> _How to complete this task_
Keeping every line intact, repeat the data word for word.

> _Source records_
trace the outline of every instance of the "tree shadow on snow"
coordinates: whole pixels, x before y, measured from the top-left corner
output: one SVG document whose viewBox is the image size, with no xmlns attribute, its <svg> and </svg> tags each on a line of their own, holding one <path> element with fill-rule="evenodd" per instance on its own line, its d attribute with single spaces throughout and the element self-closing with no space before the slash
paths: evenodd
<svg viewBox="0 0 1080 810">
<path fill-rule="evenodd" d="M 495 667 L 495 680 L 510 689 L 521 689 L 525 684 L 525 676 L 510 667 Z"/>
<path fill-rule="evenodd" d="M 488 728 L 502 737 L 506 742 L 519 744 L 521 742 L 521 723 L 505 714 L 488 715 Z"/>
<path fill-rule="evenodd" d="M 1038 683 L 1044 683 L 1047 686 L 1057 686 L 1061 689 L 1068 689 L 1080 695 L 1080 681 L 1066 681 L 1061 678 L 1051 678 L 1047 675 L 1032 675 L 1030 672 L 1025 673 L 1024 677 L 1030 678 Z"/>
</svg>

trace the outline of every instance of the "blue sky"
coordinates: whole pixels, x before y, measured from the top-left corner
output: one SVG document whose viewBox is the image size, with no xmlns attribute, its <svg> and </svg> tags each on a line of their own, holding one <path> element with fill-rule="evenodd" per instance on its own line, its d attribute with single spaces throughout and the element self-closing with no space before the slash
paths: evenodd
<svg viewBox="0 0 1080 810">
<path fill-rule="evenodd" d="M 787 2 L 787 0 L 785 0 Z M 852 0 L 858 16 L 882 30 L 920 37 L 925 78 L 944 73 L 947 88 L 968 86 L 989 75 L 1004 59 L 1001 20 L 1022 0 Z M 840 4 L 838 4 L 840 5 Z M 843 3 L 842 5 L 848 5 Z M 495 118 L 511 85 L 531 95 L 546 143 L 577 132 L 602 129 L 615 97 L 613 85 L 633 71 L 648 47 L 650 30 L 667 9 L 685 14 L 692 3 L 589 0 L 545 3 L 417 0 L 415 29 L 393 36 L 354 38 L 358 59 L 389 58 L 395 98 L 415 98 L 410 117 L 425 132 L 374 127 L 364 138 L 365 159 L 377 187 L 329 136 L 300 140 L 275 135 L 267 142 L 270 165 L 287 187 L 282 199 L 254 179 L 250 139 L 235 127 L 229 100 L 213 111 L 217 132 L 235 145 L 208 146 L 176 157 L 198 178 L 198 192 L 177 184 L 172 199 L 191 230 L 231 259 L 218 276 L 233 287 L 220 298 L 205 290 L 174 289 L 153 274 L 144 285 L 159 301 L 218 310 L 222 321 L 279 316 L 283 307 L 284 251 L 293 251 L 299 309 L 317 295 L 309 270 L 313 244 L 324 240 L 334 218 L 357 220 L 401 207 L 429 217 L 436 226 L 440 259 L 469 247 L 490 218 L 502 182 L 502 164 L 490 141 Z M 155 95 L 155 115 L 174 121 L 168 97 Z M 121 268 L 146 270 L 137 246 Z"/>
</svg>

> _Answer_
trace the outline of every instance of the "tree shadow on snow"
coordinates: whole pixels, x before y, measured from the top-left corner
output: one SVG document whose viewBox is the image size, with no xmlns attribute, its <svg> and </svg> tags each on a line of their own, holding one <path> element with fill-rule="evenodd" per instance on its own line, its d attribute with single spaces throughout and the element self-closing with no space before the slash
paths: evenodd
<svg viewBox="0 0 1080 810">
<path fill-rule="evenodd" d="M 495 667 L 495 680 L 510 689 L 521 689 L 525 684 L 525 676 L 510 667 Z"/>
<path fill-rule="evenodd" d="M 488 728 L 502 737 L 506 742 L 519 744 L 521 742 L 521 723 L 505 714 L 488 715 Z"/>
<path fill-rule="evenodd" d="M 1038 683 L 1044 683 L 1047 686 L 1057 686 L 1061 689 L 1068 689 L 1080 695 L 1080 681 L 1066 681 L 1061 678 L 1051 678 L 1047 675 L 1032 675 L 1030 672 L 1025 673 L 1024 677 L 1030 678 Z"/>
</svg>

trace the outline of every instance of the "blue sky"
coordinates: whole pixels, x before y, measured from the top-left corner
output: one SVG document whose viewBox is the image size, with no xmlns attribute, its <svg> and </svg> tags each on a line of their own, holding one <path> element with fill-rule="evenodd" per instance on its own line, its d attribute with single spaces throughout and the element self-closing with no space before the slash
paths: evenodd
<svg viewBox="0 0 1080 810">
<path fill-rule="evenodd" d="M 787 2 L 787 0 L 785 0 Z M 852 0 L 858 16 L 882 30 L 920 37 L 925 78 L 944 73 L 947 88 L 968 86 L 989 75 L 1004 59 L 1001 20 L 1022 0 Z M 840 4 L 838 4 L 840 5 Z M 843 3 L 842 5 L 848 5 Z M 495 118 L 511 85 L 531 95 L 546 143 L 577 132 L 602 129 L 615 97 L 613 85 L 633 71 L 648 47 L 650 30 L 667 9 L 685 14 L 692 3 L 589 0 L 545 3 L 417 0 L 415 29 L 393 36 L 354 38 L 358 59 L 389 58 L 395 98 L 415 98 L 410 117 L 425 132 L 374 127 L 364 138 L 365 159 L 377 187 L 329 136 L 300 140 L 275 135 L 267 142 L 270 165 L 287 187 L 282 199 L 254 179 L 250 139 L 235 127 L 229 100 L 213 111 L 217 132 L 235 145 L 208 146 L 176 157 L 198 178 L 198 192 L 177 184 L 172 199 L 191 230 L 231 259 L 218 276 L 233 287 L 220 298 L 205 290 L 174 289 L 153 274 L 144 285 L 159 301 L 218 310 L 222 321 L 279 316 L 283 307 L 284 251 L 293 251 L 299 309 L 317 295 L 309 270 L 313 244 L 324 240 L 334 218 L 357 220 L 401 207 L 429 217 L 436 226 L 440 259 L 469 247 L 490 218 L 502 182 L 502 164 L 490 141 Z M 155 95 L 155 115 L 174 121 L 168 97 Z M 121 268 L 146 270 L 137 246 Z"/>
</svg>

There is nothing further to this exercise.